[[ Document extract, beginning ]]
# Backcountry taxing out of state now?



## f00bar (Mar 6, 2014)

I've never been taxed before buying there, just noticed $18 added to my order for some Chips 2.0s I'm getting people for xmas.

Anyone else notice this? Bit of a bummer if all of the online retailers start collecting taxes. It's the beginning of the end of the internet as we know it....


----------



## freshy (Nov 18, 2009)

f00bar said:


> I've never been taxed before buying there, just noticed $18 added to my order for some Chips 2.0s I'm getting people for xmas.
> 
> Anyone else notice this? Bit of a bummer if all of the online retailers start collecting taxes. It's the beginning of the end of the internet as we know it....


No but thanks for spoiling my xmas present.


----------



## MMSlasher (Mar 18, 2016)

Yes, I noticed them taxing some time earlier this year, probably around March is when I noticed it.


----------



## ridinbend (Aug 2, 2012)

f00bar said:


> I've never been taxed before buying there, just noticed $18 added to my order for some Chips 2.0s I'm getting people for xmas.
> 
> Anyone else notice this? Bit of a bummer if all of the online retailers start collecting taxes. It's the beginning of the end of the internet as we know it....
[[ Document extract, end ]]
[[ Data under study, beginning ]]
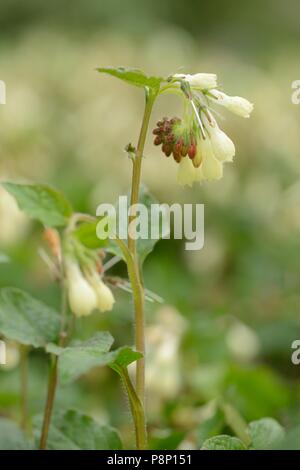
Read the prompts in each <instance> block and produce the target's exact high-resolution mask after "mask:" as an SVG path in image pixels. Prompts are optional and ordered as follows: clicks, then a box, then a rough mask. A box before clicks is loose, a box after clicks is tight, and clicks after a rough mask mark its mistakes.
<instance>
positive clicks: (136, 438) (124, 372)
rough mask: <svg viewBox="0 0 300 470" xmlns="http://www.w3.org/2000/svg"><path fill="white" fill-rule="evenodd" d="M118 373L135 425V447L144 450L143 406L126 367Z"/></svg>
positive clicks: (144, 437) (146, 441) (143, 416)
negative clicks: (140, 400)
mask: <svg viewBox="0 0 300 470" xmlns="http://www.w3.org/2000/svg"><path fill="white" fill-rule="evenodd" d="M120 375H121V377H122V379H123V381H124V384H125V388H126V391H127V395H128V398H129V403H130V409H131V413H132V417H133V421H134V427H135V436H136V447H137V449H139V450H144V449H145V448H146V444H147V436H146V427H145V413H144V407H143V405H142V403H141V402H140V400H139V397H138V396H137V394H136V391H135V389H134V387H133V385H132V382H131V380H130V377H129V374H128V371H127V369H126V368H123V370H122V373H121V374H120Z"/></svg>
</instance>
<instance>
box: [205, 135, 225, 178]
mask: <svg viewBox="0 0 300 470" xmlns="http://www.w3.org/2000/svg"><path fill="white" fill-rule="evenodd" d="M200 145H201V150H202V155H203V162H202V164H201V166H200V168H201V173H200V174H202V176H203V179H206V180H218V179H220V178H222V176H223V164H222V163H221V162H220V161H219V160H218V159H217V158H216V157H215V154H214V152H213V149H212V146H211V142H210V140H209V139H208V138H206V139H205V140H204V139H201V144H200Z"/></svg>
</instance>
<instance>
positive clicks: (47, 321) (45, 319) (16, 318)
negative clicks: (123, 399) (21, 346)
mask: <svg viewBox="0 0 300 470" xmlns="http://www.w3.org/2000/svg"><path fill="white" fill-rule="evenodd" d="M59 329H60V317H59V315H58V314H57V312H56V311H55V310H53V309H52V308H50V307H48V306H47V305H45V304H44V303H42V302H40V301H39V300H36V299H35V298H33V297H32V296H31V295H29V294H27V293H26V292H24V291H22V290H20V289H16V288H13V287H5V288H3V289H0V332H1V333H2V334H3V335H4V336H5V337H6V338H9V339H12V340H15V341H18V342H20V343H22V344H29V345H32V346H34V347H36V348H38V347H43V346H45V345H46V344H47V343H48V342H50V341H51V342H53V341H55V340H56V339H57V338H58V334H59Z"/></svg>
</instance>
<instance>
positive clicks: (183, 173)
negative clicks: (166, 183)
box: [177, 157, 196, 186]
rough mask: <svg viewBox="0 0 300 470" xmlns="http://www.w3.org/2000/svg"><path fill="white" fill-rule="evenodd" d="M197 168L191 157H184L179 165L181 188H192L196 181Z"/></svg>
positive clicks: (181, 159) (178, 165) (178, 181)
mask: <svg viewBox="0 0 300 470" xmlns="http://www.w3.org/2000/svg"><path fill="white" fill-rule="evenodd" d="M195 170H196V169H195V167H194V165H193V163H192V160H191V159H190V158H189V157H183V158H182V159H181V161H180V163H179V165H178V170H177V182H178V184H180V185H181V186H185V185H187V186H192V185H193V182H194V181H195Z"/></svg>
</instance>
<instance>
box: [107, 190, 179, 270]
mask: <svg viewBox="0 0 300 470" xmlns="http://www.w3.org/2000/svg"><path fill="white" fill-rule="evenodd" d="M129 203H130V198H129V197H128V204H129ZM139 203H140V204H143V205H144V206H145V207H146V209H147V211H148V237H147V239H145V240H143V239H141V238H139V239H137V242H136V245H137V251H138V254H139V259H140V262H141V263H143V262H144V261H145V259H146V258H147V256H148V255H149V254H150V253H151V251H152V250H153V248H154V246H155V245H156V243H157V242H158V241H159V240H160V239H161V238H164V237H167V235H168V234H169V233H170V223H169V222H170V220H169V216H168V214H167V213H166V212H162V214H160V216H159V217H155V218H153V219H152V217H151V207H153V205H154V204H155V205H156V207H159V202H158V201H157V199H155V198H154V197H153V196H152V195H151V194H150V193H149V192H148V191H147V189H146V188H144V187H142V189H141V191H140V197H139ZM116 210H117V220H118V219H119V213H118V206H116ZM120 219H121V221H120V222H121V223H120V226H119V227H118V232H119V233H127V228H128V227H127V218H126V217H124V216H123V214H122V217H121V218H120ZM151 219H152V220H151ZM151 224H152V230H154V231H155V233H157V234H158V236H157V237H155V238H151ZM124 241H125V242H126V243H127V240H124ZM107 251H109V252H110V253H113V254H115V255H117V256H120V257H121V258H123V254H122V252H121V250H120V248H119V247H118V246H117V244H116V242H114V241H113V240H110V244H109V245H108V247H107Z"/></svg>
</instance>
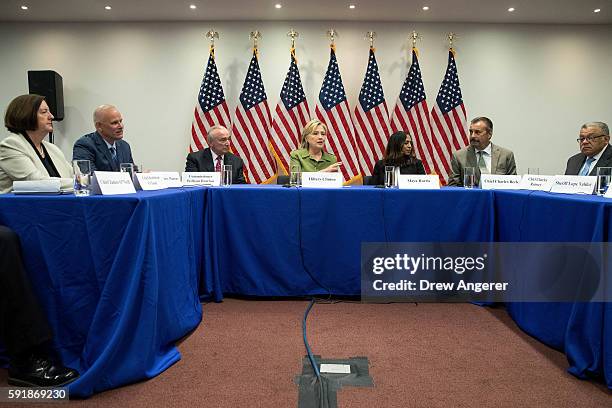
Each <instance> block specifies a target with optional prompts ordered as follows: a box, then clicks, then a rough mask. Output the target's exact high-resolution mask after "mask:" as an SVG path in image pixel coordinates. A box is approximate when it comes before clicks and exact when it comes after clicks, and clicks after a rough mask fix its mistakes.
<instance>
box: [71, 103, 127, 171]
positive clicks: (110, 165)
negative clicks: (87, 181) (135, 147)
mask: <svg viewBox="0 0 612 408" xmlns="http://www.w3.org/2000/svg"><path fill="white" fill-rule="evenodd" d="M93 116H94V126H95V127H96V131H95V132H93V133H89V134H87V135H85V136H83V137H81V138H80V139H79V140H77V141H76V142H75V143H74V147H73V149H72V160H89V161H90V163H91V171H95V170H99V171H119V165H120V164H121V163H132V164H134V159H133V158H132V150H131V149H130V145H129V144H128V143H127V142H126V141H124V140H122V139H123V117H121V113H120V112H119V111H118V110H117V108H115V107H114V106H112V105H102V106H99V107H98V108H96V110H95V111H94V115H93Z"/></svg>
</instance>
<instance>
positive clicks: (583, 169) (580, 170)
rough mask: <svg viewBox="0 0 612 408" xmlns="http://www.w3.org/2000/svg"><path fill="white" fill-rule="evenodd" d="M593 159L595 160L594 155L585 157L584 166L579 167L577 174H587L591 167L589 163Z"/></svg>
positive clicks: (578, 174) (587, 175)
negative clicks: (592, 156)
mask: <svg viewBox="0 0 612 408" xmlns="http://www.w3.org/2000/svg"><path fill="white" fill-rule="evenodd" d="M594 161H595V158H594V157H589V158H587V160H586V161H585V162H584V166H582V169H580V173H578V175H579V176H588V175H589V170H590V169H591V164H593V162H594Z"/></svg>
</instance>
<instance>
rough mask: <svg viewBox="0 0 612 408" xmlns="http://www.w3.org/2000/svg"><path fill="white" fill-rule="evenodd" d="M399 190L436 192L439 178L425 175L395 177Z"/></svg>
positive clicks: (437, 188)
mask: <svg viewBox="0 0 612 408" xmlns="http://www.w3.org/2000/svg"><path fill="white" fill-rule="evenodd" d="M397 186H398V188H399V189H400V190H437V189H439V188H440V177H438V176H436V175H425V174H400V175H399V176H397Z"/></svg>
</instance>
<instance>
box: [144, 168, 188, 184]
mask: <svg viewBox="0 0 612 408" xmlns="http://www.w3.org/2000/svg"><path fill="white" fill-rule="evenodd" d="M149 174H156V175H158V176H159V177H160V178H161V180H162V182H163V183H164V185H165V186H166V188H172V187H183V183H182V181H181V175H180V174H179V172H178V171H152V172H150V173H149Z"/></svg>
[[ Data under study, end ]]
[[ Data under study, beginning ]]
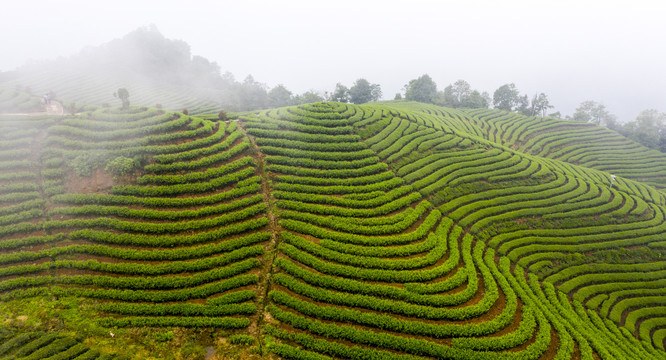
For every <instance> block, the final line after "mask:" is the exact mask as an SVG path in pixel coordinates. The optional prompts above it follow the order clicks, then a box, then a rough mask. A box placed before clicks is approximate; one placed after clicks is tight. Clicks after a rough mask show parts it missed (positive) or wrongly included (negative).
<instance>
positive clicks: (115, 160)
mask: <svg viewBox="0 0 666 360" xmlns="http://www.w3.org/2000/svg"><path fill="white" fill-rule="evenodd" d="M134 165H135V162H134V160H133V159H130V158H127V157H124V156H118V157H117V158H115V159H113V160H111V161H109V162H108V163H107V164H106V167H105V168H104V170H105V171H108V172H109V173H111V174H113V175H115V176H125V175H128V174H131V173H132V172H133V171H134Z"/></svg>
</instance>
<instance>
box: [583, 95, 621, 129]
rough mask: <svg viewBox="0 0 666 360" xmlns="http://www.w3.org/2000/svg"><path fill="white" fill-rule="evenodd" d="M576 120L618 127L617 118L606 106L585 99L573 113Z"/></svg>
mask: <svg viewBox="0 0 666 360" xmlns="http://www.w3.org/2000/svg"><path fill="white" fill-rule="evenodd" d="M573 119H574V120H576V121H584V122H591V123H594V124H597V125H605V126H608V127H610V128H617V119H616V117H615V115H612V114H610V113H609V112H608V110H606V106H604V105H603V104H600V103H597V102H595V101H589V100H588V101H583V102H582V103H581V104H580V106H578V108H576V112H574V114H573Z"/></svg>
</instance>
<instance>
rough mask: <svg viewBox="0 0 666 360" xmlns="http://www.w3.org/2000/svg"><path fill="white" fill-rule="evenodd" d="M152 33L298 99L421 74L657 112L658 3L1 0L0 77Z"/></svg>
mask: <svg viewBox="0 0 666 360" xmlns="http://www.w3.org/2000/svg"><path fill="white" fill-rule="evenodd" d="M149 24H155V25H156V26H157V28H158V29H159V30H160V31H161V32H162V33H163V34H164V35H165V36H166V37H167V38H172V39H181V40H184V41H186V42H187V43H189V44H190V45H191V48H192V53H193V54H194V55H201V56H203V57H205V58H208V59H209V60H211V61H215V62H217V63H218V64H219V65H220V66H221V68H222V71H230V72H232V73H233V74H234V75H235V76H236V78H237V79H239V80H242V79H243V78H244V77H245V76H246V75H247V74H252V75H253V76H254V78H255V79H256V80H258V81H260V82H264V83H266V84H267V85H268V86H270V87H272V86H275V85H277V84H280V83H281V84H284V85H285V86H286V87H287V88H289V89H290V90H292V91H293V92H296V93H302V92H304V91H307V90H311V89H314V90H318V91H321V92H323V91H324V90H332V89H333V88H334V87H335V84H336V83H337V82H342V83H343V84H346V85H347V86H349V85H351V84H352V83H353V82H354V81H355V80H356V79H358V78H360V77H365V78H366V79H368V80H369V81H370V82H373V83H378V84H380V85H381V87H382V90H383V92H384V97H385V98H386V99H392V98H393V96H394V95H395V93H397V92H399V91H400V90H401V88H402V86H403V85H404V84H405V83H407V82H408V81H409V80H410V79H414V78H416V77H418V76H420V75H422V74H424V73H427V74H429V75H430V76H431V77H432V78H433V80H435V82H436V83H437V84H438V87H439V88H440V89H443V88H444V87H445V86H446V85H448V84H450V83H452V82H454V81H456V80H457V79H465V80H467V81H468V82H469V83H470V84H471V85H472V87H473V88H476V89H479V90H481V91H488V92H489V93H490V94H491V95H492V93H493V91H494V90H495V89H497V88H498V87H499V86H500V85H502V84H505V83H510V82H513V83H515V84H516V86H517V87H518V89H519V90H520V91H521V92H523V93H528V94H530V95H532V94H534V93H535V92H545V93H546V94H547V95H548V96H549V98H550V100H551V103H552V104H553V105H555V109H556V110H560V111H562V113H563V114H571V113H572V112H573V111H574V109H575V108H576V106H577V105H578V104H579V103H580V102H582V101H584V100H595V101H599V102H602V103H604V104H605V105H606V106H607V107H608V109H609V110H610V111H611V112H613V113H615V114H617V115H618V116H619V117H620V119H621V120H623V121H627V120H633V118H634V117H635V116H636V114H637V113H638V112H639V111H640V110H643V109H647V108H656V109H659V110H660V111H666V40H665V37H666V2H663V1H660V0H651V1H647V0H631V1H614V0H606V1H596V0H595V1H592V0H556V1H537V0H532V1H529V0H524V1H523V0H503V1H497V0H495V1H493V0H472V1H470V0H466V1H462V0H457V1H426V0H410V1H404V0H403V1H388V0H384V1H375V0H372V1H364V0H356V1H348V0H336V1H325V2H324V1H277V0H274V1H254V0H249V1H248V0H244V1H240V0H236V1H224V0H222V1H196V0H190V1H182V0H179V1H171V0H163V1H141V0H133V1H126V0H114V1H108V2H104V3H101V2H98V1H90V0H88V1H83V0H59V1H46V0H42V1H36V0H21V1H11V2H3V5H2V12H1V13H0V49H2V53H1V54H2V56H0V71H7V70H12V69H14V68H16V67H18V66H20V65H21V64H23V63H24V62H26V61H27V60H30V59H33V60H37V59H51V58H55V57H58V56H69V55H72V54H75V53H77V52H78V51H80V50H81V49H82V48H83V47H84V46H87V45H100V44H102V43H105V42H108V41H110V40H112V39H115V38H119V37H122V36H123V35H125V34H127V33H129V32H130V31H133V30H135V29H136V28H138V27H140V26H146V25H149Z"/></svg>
[[ Data under study, end ]]
→ Exercise tasks
A – List the usernames that head the posts in the forum thread about Backcountry charging tax, in the order they appear.
B – From the entries, copy out the lines starting at the line that contains "negative clicks: (140, 400)" and ending after the line that contains "box: [177, 157, 196, 186]".

→ Results of the tasks
A – f00bar, freshy, MMSlasher, ridinbend

B –
negative clicks: (140, 400)
mask: <svg viewBox="0 0 300 470" xmlns="http://www.w3.org/2000/svg"><path fill="white" fill-rule="evenodd" d="M120 375H121V377H122V379H123V381H124V384H125V388H126V391H127V395H128V398H129V403H130V409H131V413H132V417H133V421H134V427H135V436H136V447H137V449H139V450H144V449H145V448H146V444H147V436H146V427H145V413H144V407H143V405H142V403H141V402H140V400H139V397H138V396H137V394H136V391H135V389H134V387H133V385H132V382H131V380H130V377H129V374H128V371H127V369H126V368H123V370H122V373H121V374H120Z"/></svg>
</instance>
<instance>
box: [205, 135, 225, 178]
mask: <svg viewBox="0 0 300 470" xmlns="http://www.w3.org/2000/svg"><path fill="white" fill-rule="evenodd" d="M200 145H201V150H202V155H203V162H202V164H201V166H200V168H201V173H200V174H202V176H203V179H206V180H218V179H220V178H222V176H223V164H222V163H221V162H220V161H219V160H218V159H217V158H216V157H215V154H214V152H213V149H212V146H211V142H210V140H209V139H208V138H206V139H205V140H204V139H201V144H200Z"/></svg>
</instance>
<instance>
positive clicks: (47, 321) (45, 319) (16, 318)
negative clicks: (123, 399) (21, 346)
mask: <svg viewBox="0 0 300 470" xmlns="http://www.w3.org/2000/svg"><path fill="white" fill-rule="evenodd" d="M59 329H60V317H59V315H58V314H57V312H56V311H55V310H53V309H52V308H50V307H48V306H47V305H45V304H44V303H42V302H40V301H39V300H36V299H35V298H33V297H32V296H31V295H29V294H27V293H26V292H24V291H22V290H20V289H16V288H13V287H5V288H3V289H0V332H1V333H2V334H3V335H4V336H5V337H6V338H9V339H12V340H15V341H18V342H20V343H22V344H29V345H32V346H34V347H36V348H38V347H43V346H45V345H46V344H47V343H48V342H50V341H51V342H53V341H55V340H56V339H57V338H58V334H59Z"/></svg>
</instance>
<instance>
positive clicks: (183, 173)
negative clicks: (166, 183)
box: [177, 157, 196, 186]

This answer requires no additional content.